Exercise material: Begin
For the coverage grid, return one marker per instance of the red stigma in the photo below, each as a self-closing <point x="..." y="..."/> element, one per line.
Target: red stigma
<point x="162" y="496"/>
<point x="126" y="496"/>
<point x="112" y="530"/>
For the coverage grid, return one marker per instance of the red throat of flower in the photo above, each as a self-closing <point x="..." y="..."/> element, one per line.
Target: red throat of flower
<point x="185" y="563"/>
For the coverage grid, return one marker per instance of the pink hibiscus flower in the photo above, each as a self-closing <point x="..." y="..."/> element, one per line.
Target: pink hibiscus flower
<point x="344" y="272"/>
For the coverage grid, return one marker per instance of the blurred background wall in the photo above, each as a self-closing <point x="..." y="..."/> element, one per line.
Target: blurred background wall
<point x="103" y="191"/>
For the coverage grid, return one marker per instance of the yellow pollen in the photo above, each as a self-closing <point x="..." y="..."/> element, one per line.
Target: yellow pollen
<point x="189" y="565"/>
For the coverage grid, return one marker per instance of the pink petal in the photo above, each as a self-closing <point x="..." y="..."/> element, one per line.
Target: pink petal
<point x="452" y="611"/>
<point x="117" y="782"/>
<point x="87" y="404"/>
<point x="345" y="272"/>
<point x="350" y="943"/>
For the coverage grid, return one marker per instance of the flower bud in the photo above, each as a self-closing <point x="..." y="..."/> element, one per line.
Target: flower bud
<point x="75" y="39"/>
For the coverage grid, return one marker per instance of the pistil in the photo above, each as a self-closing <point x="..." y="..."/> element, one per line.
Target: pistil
Exercise material: End
Work order>
Which lines hold the string "pistil"? Copy all of them from the data above.

Output below>
For the coverage grid, return one marker per instance of the pistil in the photo above, each as a self-closing <point x="..." y="..."/> element, one per line.
Target: pistil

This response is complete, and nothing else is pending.